§ **Position annotation records**:
-- begin --

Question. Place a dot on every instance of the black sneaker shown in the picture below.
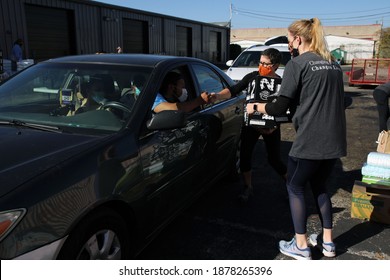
(328, 249)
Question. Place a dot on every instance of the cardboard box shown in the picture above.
(371, 202)
(383, 142)
(264, 90)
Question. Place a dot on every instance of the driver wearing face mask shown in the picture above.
(173, 95)
(100, 89)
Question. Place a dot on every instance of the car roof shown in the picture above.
(123, 59)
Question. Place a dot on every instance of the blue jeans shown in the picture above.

-- end --

§ **PROBLEM TO SOLVE**:
Convert the entries above into a numbered list with no blank lines, and leave the pictures out.

§ **THE SOLUTION**:
1. Question. Place a dot on every instance of the black sneaker shown in the picture below.
2. (328, 249)
3. Question. Place a dot on every instance of the cardboard box shown in the picture above.
4. (371, 202)
5. (383, 142)
6. (264, 90)
7. Question. Place a dot on every instance of the driver wearing face mask shown in the picture above.
8. (173, 95)
9. (100, 89)
10. Question. Place a dot on every instance of the car roof shown in the picture above.
11. (123, 59)
12. Question. Place a dot on every instance of the blue jeans shown in the picture above.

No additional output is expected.